*DESCRIPTION OF THE TASK*. Transcribe all the lines below exactly. Omit the pictures.

══════════

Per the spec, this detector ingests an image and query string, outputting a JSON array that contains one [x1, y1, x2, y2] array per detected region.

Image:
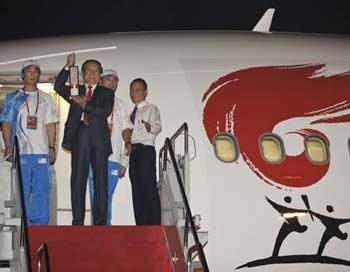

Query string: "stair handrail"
[[168, 123, 190, 247], [158, 123, 188, 179], [36, 243, 51, 272], [13, 136, 33, 272], [160, 124, 209, 271], [158, 122, 189, 242], [170, 123, 189, 155], [187, 244, 199, 272]]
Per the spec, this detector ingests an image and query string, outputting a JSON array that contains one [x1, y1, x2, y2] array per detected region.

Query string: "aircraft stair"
[[0, 124, 208, 271], [29, 226, 184, 271]]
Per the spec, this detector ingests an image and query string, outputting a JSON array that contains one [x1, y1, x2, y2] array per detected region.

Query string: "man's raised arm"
[[54, 53, 76, 102]]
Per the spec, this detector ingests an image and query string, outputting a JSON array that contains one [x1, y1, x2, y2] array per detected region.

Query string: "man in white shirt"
[[129, 78, 162, 225], [88, 69, 132, 225], [0, 60, 58, 225]]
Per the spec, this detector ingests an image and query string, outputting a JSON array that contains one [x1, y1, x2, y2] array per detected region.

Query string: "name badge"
[[27, 116, 38, 129], [111, 169, 118, 176], [38, 158, 47, 164]]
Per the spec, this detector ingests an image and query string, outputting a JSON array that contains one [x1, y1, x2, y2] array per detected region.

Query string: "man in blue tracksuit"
[[0, 60, 58, 225]]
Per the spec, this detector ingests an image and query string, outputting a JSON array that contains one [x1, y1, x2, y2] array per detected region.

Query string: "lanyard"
[[110, 108, 114, 123], [23, 90, 39, 116], [110, 102, 115, 123], [108, 102, 116, 136]]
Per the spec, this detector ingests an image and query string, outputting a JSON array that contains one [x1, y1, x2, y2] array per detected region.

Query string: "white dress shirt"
[[109, 96, 132, 167], [131, 100, 162, 147]]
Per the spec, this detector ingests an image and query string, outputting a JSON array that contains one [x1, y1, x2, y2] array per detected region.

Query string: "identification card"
[[27, 116, 38, 129], [70, 66, 79, 96]]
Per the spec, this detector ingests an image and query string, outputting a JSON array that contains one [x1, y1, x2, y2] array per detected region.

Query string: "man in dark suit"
[[54, 53, 114, 225]]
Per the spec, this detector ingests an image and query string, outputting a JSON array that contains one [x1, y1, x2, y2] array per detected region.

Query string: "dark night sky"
[[0, 0, 349, 41]]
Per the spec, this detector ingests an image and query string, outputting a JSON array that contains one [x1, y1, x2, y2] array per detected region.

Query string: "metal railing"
[[187, 244, 200, 272], [13, 136, 33, 272], [170, 123, 189, 154], [37, 243, 51, 272], [159, 123, 209, 272], [159, 123, 188, 178]]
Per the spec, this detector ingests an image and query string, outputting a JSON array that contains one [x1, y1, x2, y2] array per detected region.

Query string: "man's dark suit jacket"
[[54, 68, 114, 155]]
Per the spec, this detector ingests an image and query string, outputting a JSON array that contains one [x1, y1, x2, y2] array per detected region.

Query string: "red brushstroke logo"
[[202, 64, 350, 188]]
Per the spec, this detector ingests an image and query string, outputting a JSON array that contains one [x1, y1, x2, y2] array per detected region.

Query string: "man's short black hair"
[[82, 59, 103, 74], [130, 78, 147, 91]]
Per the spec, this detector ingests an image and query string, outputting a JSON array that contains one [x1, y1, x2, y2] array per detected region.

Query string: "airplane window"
[[259, 134, 285, 164], [305, 135, 329, 164], [213, 133, 239, 162]]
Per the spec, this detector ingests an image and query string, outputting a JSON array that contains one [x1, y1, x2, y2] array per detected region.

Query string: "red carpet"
[[28, 226, 185, 272]]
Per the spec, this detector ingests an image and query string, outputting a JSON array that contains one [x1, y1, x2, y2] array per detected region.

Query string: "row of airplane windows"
[[213, 133, 329, 164]]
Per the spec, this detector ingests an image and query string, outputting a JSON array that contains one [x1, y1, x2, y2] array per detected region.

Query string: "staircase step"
[[4, 218, 21, 227], [4, 201, 15, 208], [0, 231, 13, 260], [0, 261, 9, 268], [29, 226, 165, 243], [28, 225, 182, 272], [50, 260, 172, 272], [31, 247, 172, 272], [30, 241, 170, 262]]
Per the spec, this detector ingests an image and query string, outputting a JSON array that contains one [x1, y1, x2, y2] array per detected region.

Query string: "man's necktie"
[[83, 85, 93, 126], [130, 106, 137, 124]]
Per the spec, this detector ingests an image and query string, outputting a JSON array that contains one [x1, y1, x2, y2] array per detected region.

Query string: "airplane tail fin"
[[253, 8, 275, 33]]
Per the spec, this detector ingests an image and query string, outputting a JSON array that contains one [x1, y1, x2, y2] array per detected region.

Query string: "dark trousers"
[[129, 144, 161, 225], [71, 124, 108, 225]]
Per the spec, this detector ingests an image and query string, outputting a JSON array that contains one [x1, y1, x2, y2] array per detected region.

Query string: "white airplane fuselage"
[[1, 31, 350, 271]]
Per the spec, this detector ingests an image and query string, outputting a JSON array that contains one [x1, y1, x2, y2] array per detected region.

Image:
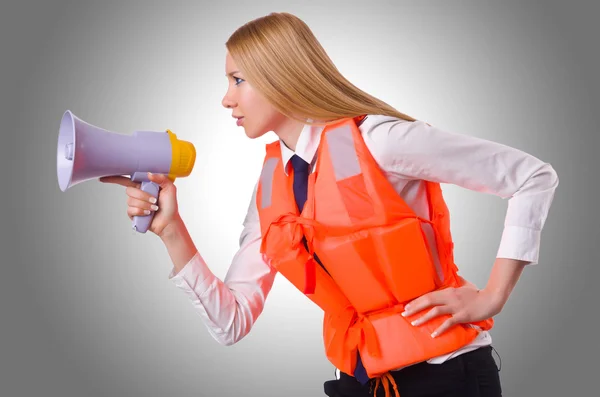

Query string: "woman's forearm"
[[159, 214, 198, 276], [484, 257, 529, 309]]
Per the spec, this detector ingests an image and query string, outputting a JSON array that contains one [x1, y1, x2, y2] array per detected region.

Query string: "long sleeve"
[[167, 182, 277, 345], [365, 118, 559, 265]]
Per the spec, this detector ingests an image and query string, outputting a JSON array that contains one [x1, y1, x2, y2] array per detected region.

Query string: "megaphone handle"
[[132, 181, 160, 233]]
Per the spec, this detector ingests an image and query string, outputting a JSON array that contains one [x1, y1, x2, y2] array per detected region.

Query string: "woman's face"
[[222, 51, 287, 139]]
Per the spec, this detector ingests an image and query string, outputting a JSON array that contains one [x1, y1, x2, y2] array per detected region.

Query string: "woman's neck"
[[275, 118, 305, 152]]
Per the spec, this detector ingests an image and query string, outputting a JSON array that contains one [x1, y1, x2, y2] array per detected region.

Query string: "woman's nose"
[[222, 92, 236, 109]]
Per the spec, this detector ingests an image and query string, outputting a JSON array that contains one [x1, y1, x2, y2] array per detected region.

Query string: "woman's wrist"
[[159, 213, 184, 242], [483, 257, 529, 310], [159, 213, 198, 275]]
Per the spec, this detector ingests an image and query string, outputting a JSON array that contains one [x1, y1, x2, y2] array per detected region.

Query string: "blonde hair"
[[225, 12, 417, 126]]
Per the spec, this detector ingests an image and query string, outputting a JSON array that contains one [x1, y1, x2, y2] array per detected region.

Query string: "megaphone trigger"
[[131, 173, 160, 233]]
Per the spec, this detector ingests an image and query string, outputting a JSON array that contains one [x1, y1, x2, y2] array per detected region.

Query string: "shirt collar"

══════════

*SOLVED PROBLEM*.
Per the spec, this detector ingests an image and query string, outputting a JSON array that contains one [x1, y1, x2, y2] array per detected region.

Image:

Query string: "stair handrail"
[[168, 123, 190, 247], [158, 123, 188, 179], [36, 243, 51, 272], [13, 136, 33, 272], [160, 124, 209, 271], [158, 122, 189, 242], [170, 123, 189, 155], [187, 244, 199, 272]]
Per the spec, this detector ingests an image and query string, outputting a JSON array that contains one [x1, y1, x2, y2] array per detected region.

Query string: "aircraft stair"
[[0, 124, 208, 271], [29, 226, 184, 271]]
Per the spec, this detector ingests an image and query string, outputting a JSON array that contains one [x1, y1, x2, y2] array per detected region.

Query string: "man's raised arm"
[[54, 53, 76, 102]]
Per the spec, this detector ingests an image and query string, outputting a JSON array that contains one [x1, y1, x2, y2] array per detected region.

Query string: "man in white shirt"
[[129, 78, 162, 225], [88, 69, 132, 225], [0, 60, 58, 225]]
Per the spec, this detector ingests an image and query string, outputting a JSON array that contains one [x1, y1, x2, y2] array per detected region.

Query string: "name badge"
[[27, 116, 38, 129], [111, 169, 118, 176], [38, 158, 47, 164]]
Per the spec, this detector ingests an image and query string, outputting a JSON array that contains one [x1, y1, x2, y2] array per detected region.

Query string: "man in blue tracksuit"
[[0, 60, 58, 225]]
Per the spec, this detector ingests an image and query string, outputting a JSON array that contains one [x1, y1, x2, y2] array per detected region.

Query string: "lanyard"
[[110, 108, 114, 123], [23, 90, 39, 116], [110, 102, 115, 123], [108, 102, 116, 136]]
Per the spec, this detector ingests an image and query string, outputting a JSON array that contains one [x1, y1, x2, y2] array per detected region.

Query string: "white dress shirt"
[[109, 96, 132, 167], [131, 100, 162, 147]]
Per the spec, this detector ingests an image and query string, outputting a JSON array that contains one [x1, y1, x2, y2] array per detected region.

Query string: "identification card"
[[27, 116, 38, 129], [70, 66, 79, 96]]
Per the spec, this detector ingests an image and query string, outputting a JSON array that contains one [x1, y1, x2, y2] array per detected region.

Query string: "man in dark suit"
[[54, 53, 114, 225]]
Per the spec, this detector ingests an image and query string, outputting a JSON array that contains one [x1, y1, x2, y2] array per detected region.

Query string: "dark night sky"
[[0, 0, 349, 41]]
Per the spec, this detector ingests an image and query string, outputting a JSON array that contains one [x1, y1, x2, y2] array per detected region.

Query string: "metal railing"
[[187, 244, 200, 272], [13, 136, 33, 272], [170, 123, 189, 154], [37, 243, 51, 272], [159, 123, 209, 272], [159, 123, 188, 178]]
Per the spec, this detector ingests an image and query string, outputting a JSON array that contains one [x1, y1, x2, y2] array per detected region.

Query string: "man's dark suit jacket"
[[54, 68, 114, 155]]
Per the spec, this detector ingests an image and query string, outputting a JSON array that contains one [x1, y1, x2, y2] array per detected region.

Query string: "red brushstroke logo"
[[202, 64, 350, 188]]
Per the spec, this detector ingests an image and query string, outputting a JSON array that contains one [x1, y1, x2, y2] array per detected region.

Query string: "man's short black hair"
[[82, 59, 103, 74], [130, 78, 147, 91]]
Per the spec, this detector ingests an image and query string, outputting a JSON array that contains one [x1, y1, x2, y2] array per detected region.

Query string: "airplane window"
[[259, 134, 285, 164], [305, 135, 329, 164], [213, 133, 239, 162]]
Per the spec, this detector ingests an image and query string, outputting a JSON array that contains one [x1, y1, x2, y2] array per detected region.

Query string: "red carpet"
[[28, 226, 185, 272]]
Per the spec, this detector ingests an image and query string, outputting a JSON array that contains one [x1, y1, x2, y2] array per detected region.

Query string: "row of airplane windows"
[[213, 133, 329, 164]]
Per the spec, this detector ingests an image and query string, outputting a JSON array that contains one [x1, y1, x2, y2] array per detected region.

Query string: "staircase step"
[[4, 218, 21, 227], [4, 201, 15, 208], [0, 231, 13, 260], [0, 261, 9, 268], [29, 226, 165, 243], [28, 225, 182, 272], [50, 260, 172, 272], [31, 247, 172, 272], [30, 241, 170, 262]]
Per the spec, this detector ingests an image and query string, outputting a JSON array that contains one [x1, y1, x2, y2] array per detected region.

Query string: "man's necktie"
[[83, 85, 93, 126], [130, 106, 137, 124]]
Per the spec, this detector ingests an image and query string, outputting a JSON array that contains one [x1, y1, x2, y2] array per detected region.

Query string: "airplane tail fin"
[[253, 8, 275, 33]]
Per the spec, this detector ingests an image and query string, outputting a JSON array that contains one [x1, y1, x2, y2] array per detected region.

Query string: "dark trousers"
[[129, 144, 161, 225], [71, 124, 108, 225]]
Per the spec, this detector ingests an image and query string, outputting a JSON array that contains one [x1, y1, x2, y2] array per detected region.

Query string: "white airplane fuselage"
[[1, 31, 350, 271]]
Per the spec, this detector ingests an image and query string, outputting a JSON array that contains one [x1, y1, x2, y2] array per detected region.

Image:

Query string: "woman's forearm"
[[159, 214, 198, 276], [484, 257, 529, 309]]
Per the spec, this detector ingests an image and query string, outputting a JSON array that contains one [x1, y1, x2, y2] array per detected region.

Query string: "long sleeve"
[[167, 182, 277, 345], [365, 118, 559, 265]]
Per the spec, this detector ingests an image and query string, outputting a JSON array that contains one [x1, y1, x2, y2] array per detected region.

Query string: "megaphone handle"
[[132, 181, 160, 233]]
Per the spec, this detector ingests an image and query string, outputting a JSON array that contains one [x1, y1, x2, y2] array per detected region.

Query string: "woman's face"
[[222, 51, 287, 139]]
Per the spec, this detector ingests an image and query string, outputting a JSON array that contains one [x1, y1, x2, y2] array per detected region.

Query string: "woman's neck"
[[275, 118, 305, 152]]
Per the spec, this detector ingests an image and query string, outputting a JSON array that contains one [x1, y1, x2, y2] array per detected region.

Query string: "woman's nose"
[[222, 92, 236, 109]]
Per the spec, this detector ingests an image and query string, outputting a JSON array that contains one [x1, y1, x2, y2] array per detected region.

Query string: "woman's wrist"
[[159, 213, 184, 242], [483, 257, 529, 310], [159, 213, 198, 275]]
Per the spec, this detector ingests an image and query string, outputting a JSON array that contains one [x1, y1, x2, y2] array per detected region.

Query string: "blonde hair"
[[225, 12, 417, 126]]
Per the spec, this detector ingests an image and query string, outputting a JSON array that contains one [x1, y1, x2, y2] array per detected region.

Query string: "megaphone trigger"
[[131, 173, 160, 233]]
Per the spec, this detector ingests an image and query string, outputting a JSON array that contains one [x1, y1, x2, y2] array per detected region.

Query string: "shirt collar"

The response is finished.